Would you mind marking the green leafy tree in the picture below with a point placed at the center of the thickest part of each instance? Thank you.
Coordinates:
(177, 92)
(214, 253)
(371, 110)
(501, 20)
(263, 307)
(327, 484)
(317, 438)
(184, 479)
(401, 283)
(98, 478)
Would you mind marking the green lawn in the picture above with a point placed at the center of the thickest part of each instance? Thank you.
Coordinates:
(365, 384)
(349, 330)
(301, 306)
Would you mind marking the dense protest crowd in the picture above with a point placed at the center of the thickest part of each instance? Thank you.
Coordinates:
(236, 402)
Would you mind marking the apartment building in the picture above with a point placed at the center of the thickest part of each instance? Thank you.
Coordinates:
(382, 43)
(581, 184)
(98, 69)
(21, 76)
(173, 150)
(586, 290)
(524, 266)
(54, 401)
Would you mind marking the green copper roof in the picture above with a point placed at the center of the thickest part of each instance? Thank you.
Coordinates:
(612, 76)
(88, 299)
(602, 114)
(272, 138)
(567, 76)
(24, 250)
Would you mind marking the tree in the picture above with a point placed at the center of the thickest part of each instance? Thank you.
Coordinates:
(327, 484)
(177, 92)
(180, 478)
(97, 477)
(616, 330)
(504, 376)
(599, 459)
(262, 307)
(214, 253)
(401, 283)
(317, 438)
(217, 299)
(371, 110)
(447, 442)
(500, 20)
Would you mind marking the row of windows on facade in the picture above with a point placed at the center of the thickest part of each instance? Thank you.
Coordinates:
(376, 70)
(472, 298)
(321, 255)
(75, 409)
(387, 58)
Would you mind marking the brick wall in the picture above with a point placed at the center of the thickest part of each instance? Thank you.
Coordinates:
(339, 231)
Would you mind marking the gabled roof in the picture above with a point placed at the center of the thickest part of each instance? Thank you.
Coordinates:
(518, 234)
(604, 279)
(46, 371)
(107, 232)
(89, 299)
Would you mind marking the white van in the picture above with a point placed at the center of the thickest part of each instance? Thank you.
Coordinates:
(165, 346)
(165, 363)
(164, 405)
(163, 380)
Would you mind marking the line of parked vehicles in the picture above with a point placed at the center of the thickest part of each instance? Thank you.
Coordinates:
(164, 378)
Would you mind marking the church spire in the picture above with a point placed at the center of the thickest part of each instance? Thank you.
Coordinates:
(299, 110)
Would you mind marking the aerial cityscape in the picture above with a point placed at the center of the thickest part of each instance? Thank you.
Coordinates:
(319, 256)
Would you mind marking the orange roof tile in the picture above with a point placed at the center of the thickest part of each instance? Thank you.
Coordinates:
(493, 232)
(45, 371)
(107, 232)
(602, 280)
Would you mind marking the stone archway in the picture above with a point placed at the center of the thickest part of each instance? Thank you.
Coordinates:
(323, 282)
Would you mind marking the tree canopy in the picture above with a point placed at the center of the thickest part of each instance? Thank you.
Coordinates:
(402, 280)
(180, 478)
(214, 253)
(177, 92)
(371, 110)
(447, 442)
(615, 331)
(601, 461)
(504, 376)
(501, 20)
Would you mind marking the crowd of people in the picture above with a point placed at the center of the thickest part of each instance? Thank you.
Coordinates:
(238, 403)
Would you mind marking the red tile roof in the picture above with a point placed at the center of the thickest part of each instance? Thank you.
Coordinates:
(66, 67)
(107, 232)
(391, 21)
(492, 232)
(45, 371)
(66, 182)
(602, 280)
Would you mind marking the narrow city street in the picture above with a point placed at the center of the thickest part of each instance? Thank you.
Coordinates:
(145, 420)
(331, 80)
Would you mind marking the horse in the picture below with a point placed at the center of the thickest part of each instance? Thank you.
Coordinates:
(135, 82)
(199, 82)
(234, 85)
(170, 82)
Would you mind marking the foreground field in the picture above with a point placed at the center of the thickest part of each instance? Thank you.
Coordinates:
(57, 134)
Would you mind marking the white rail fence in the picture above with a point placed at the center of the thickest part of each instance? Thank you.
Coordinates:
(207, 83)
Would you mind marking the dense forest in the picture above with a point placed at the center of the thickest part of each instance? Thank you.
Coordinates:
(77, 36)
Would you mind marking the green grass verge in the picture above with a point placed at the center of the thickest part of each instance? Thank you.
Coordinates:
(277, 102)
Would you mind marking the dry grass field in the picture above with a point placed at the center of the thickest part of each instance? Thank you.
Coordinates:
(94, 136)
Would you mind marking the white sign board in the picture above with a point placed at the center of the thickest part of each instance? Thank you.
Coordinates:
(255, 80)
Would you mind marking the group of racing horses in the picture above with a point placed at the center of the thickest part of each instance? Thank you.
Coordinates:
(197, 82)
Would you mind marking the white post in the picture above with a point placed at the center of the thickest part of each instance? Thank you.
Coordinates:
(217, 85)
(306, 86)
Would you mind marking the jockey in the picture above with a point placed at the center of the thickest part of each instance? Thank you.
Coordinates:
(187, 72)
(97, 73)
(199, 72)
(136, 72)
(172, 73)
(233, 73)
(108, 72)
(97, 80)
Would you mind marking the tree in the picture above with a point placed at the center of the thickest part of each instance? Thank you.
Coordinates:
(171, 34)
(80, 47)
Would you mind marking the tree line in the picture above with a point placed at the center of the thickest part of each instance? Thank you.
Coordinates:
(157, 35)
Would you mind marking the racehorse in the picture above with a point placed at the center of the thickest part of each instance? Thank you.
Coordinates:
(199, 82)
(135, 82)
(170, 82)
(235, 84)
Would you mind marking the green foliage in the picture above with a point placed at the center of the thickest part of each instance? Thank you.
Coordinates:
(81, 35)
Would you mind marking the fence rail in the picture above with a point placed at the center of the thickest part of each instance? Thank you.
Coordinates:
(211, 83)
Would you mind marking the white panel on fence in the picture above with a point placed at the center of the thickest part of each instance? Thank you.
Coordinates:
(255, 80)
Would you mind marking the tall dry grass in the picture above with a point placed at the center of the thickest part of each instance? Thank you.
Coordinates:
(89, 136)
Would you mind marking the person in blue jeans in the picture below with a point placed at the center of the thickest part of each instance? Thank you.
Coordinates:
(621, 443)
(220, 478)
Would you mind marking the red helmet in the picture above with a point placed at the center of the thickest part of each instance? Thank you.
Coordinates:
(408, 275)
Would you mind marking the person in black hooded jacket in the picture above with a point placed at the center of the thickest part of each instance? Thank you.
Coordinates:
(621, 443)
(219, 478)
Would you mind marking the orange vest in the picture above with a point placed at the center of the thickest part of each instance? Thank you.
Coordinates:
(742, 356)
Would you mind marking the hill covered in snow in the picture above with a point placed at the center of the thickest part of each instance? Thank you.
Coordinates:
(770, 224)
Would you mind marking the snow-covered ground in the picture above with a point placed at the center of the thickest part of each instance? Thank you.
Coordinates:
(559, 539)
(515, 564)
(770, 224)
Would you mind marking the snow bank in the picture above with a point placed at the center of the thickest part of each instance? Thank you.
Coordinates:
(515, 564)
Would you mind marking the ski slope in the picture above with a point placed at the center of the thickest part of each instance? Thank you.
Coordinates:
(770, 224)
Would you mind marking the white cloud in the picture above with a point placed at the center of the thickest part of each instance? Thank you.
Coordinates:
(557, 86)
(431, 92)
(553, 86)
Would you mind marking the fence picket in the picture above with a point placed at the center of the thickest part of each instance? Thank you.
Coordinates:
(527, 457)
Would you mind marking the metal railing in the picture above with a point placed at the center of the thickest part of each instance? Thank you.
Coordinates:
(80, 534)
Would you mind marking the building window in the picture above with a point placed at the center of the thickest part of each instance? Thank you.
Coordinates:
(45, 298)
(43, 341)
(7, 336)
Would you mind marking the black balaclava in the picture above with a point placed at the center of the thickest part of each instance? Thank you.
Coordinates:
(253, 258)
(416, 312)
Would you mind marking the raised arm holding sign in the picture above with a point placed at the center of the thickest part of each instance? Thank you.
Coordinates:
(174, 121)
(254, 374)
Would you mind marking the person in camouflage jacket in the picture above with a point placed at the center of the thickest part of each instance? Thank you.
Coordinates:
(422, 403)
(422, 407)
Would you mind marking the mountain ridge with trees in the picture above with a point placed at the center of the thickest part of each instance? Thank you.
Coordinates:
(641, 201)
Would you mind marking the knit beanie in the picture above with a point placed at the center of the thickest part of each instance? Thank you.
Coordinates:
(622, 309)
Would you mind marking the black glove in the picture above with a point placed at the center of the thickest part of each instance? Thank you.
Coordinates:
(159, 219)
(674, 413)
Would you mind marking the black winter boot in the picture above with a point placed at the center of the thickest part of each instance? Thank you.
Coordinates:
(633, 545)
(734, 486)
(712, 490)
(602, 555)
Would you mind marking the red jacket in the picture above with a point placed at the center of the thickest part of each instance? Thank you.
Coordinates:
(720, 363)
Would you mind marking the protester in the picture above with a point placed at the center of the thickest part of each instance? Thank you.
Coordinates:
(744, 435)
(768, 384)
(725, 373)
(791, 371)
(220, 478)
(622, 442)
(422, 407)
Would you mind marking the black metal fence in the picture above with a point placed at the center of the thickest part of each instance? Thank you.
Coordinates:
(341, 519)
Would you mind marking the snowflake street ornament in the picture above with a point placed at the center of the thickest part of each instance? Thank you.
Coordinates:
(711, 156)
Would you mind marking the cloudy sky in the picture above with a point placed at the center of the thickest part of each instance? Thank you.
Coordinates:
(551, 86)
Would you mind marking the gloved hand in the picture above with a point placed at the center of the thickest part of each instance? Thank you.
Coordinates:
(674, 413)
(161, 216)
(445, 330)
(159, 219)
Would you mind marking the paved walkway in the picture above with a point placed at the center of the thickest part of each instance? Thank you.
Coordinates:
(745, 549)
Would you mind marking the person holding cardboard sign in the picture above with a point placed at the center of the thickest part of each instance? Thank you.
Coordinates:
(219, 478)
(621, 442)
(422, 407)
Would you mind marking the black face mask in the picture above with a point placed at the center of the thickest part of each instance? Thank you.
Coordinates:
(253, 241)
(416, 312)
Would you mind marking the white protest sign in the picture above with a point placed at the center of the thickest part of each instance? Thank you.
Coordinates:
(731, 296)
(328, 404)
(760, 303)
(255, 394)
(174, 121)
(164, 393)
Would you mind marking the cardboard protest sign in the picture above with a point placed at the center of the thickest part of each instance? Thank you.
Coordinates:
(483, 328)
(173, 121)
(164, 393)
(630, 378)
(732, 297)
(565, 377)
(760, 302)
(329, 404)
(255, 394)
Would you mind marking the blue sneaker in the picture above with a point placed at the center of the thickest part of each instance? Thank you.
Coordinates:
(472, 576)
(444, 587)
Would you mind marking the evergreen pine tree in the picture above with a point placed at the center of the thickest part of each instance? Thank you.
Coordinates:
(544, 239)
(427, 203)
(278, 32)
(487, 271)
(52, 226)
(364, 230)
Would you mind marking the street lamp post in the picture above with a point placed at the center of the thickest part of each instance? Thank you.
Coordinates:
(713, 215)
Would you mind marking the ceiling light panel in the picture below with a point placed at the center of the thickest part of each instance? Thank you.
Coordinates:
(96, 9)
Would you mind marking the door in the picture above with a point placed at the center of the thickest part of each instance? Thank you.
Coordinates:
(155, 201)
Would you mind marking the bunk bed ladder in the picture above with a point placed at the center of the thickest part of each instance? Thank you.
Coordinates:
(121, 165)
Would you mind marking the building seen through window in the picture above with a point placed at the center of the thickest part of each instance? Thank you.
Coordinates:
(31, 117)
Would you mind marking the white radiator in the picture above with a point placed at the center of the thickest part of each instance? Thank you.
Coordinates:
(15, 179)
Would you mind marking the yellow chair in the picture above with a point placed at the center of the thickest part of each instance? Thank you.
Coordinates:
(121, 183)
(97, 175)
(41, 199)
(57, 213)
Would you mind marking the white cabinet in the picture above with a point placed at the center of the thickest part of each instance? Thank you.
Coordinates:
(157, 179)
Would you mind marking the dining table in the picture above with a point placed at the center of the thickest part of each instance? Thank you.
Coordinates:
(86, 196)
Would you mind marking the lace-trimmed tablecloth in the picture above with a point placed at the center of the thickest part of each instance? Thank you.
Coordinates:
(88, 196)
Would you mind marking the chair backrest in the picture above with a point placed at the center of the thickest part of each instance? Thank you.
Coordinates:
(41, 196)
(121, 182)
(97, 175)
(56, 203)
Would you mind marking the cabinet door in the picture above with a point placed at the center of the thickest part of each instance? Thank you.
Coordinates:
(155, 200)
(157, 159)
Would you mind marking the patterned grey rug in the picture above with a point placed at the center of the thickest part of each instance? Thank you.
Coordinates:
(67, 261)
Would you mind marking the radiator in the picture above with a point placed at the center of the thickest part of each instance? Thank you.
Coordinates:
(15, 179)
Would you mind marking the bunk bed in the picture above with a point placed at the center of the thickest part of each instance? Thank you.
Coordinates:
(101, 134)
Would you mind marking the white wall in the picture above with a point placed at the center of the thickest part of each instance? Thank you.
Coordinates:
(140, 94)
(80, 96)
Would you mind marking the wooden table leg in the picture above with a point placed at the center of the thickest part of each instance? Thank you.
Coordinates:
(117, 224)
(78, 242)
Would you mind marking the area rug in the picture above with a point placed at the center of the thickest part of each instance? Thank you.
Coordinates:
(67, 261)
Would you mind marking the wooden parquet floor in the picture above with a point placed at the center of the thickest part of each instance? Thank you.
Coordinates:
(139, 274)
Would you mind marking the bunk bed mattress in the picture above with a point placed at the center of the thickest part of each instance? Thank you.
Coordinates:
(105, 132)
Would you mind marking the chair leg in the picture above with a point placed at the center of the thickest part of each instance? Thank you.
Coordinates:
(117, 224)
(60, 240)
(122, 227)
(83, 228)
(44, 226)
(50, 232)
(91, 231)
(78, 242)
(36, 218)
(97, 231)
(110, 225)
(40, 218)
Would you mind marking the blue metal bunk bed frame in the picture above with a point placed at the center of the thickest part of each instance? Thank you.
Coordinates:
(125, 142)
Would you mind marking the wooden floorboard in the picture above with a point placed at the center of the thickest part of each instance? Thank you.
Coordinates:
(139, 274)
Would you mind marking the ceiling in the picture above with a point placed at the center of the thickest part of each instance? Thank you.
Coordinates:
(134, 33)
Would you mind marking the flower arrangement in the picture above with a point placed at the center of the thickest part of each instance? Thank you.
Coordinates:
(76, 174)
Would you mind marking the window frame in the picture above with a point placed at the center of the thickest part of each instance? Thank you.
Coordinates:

◆ Short exercise:
Give back the lines above exactly, from the one with "Would you mind marking the wooden parquet" through the last line.

◆ Final result:
Would you mind marking the wooden parquet floor in the picture above with a point placed at the center of the thickest part of each instance? Thank you.
Coordinates:
(139, 274)
Would you mind marking the bunk bed mattress in the picture above with a point placed at the center of the thickest part of each instance? Thank you.
Coordinates:
(105, 132)
Would you mind marking the chair leg in the picture above with a point placed at the center of the thickest part of each instance? Thank you.
Coordinates:
(117, 224)
(60, 240)
(122, 227)
(83, 228)
(44, 226)
(50, 232)
(91, 231)
(78, 242)
(36, 218)
(97, 231)
(110, 225)
(40, 218)
Would you mind marking the blue metal bunk bed frame in the picture above with a point placed at the center of the thickest part of each instance? Thank you.
Coordinates:
(125, 142)
Would you mind marking the wooden floorboard in the picture above with a point placed at the center of the thickest part of each instance? Thank you.
Coordinates:
(139, 274)
Would you mind marking the ceiling in the picture above with a point placed at the center of the thickest part of each instance? Thank you.
Coordinates:
(134, 33)
Would you mind marking the flower arrangement in the picture above with a point placed at the center of the thickest part of each instance? Thank you.
Coordinates:
(76, 174)
Would you mind marking the window frame in the picture above with a point placed at the center of the thickest part of each instance? Thank you.
Coordinates:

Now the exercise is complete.